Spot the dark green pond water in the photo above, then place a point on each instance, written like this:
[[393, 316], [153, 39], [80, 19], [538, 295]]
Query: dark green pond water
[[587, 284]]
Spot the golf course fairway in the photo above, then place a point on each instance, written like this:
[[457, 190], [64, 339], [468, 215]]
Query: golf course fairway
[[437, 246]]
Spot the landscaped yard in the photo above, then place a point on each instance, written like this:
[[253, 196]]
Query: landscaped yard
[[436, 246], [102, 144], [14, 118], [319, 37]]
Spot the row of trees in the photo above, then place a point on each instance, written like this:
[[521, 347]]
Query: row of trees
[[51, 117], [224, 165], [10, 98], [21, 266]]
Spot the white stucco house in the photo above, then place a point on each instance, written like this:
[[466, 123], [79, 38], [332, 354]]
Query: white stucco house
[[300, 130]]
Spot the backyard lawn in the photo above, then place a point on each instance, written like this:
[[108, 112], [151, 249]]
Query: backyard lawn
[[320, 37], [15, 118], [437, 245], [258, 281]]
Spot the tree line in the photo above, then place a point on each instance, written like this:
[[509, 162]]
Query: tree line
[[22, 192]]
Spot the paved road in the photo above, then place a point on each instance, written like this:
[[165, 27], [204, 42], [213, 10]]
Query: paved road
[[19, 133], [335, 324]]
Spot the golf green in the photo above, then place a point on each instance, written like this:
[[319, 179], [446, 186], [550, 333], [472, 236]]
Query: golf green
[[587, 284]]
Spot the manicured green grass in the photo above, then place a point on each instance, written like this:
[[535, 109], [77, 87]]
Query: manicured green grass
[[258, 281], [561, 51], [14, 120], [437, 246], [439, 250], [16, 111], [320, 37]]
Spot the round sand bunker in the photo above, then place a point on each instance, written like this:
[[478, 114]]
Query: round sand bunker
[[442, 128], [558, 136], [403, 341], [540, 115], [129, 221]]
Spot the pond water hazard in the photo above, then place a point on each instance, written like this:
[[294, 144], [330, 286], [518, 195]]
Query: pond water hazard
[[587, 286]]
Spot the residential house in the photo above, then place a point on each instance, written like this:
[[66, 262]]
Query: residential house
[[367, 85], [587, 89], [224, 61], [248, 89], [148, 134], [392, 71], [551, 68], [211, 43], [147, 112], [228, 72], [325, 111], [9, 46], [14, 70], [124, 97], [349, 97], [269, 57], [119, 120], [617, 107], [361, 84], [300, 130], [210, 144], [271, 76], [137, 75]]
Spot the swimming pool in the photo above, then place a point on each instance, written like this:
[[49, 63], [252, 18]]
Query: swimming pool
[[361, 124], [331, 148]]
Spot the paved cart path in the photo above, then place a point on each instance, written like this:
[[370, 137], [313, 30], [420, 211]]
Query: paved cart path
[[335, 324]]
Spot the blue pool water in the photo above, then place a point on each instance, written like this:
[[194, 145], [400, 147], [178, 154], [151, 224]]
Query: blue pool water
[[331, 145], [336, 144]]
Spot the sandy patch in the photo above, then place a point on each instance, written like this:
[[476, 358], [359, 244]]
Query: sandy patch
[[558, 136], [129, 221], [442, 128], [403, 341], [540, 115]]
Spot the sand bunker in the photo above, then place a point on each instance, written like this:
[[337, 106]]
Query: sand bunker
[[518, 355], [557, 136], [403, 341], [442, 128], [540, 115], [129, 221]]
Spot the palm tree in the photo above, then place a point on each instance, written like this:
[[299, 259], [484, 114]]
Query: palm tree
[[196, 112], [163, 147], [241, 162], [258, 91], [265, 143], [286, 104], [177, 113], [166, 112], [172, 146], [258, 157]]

## Challenge
Repeat all of the rows above word for word, keeping every line as it appears.

## Task solution
Spot the dark green pond water in the photo above, then place a point on each instance, written like this:
[[393, 316], [153, 39], [80, 19], [538, 295]]
Query: dark green pond water
[[587, 284]]
Spot the golf course fairway in the photo above, then place a point on each instance, written like this:
[[457, 190], [64, 339], [468, 215]]
Query: golf course fairway
[[437, 246]]
Spot the landscaped yard in the photo above, then place a point on each instance, written like this:
[[253, 196]]
Query: landscaped yard
[[436, 246], [102, 144], [14, 118], [319, 37]]
Spot the row of trees in the photo above, then place a point on each instance, written like this:
[[521, 347]]
Query: row of trees
[[51, 117], [224, 165], [10, 98], [21, 266]]
Spot the white stucco house in the photo above, then place a point on each instance, written like this:
[[466, 123], [79, 38], [332, 354]]
Query: white stucco house
[[300, 130]]
Spot the backyard lawn in the photo above, then place a point on each instance, written like this:
[[108, 112], [151, 249]]
Query: backyard lawn
[[320, 37], [15, 118], [437, 245], [258, 281]]
Spot the tree line in the photo above, then place a point on each instance, written like this:
[[509, 162]]
Query: tree line
[[22, 192]]
Spot the paved road in the photo above, then place a point on each instance, written like this:
[[165, 27], [204, 42], [213, 10]]
Query: paved road
[[19, 133], [335, 324]]
Spot the golf green in the photo above, then place a point on each instance, written like this:
[[319, 179], [446, 186], [550, 333], [472, 236]]
Query: golf green
[[587, 284]]
Spot the manicured green grass in the photo above, then place a point on each instance, written like this:
[[535, 109], [77, 87]]
Query: manicured green grass
[[258, 281], [561, 51], [14, 120], [437, 246], [439, 250], [16, 111], [320, 37]]
Spot the round sand bunker in the photo above, then place a point on each instance, written like this:
[[478, 114]]
Query: round sand bunker
[[442, 128], [558, 136], [403, 341], [540, 115], [129, 221]]
Spot the pond water hazard in the photo above, then place a point on each instance, written like this:
[[294, 144], [330, 286], [518, 195]]
Query: pond water hazard
[[587, 286]]
Spot the residential house in the photo above, then place a point on each instance, written like this:
[[66, 262]]
Query: residential house
[[367, 85], [587, 89], [224, 61], [248, 89], [148, 134], [392, 71], [551, 68], [211, 43], [147, 112], [228, 72], [325, 111], [9, 46], [14, 70], [124, 97], [349, 97], [269, 57], [119, 120], [617, 107], [361, 84], [300, 130], [210, 144], [271, 76], [137, 75]]
Spot the swimming pool in the photo above, then place a point on each instance, written like this:
[[49, 63], [252, 18]]
Query: swimming pool
[[361, 124], [331, 148]]
Spot the paved cart path in the photo above, then place a point on each instance, written like this:
[[370, 137], [313, 30], [420, 211]]
Query: paved cart path
[[335, 324]]
Spot the blue pool water in the photo above, then place a point on each instance, written like this:
[[194, 145], [400, 147], [178, 154], [151, 224]]
Query: blue pool water
[[331, 145], [336, 144]]
Spot the sandy patch in the photo above, then place a point on each instance, written like this:
[[476, 358], [359, 244]]
Query: sandy patch
[[558, 136], [129, 221], [442, 128], [403, 341], [540, 115]]
Spot the sand bunker in the photo above, then place a point on each instance, written like this:
[[337, 106]]
Query: sand bunker
[[518, 355], [557, 136], [403, 341], [442, 128], [540, 115], [129, 221]]
Spot the palm tree in the photo above, then place a point on each instance, written like this:
[[299, 259], [484, 114]]
Query: palm tree
[[196, 112], [163, 147], [241, 162], [258, 91], [265, 143], [286, 104], [177, 113], [166, 112], [172, 146], [258, 157]]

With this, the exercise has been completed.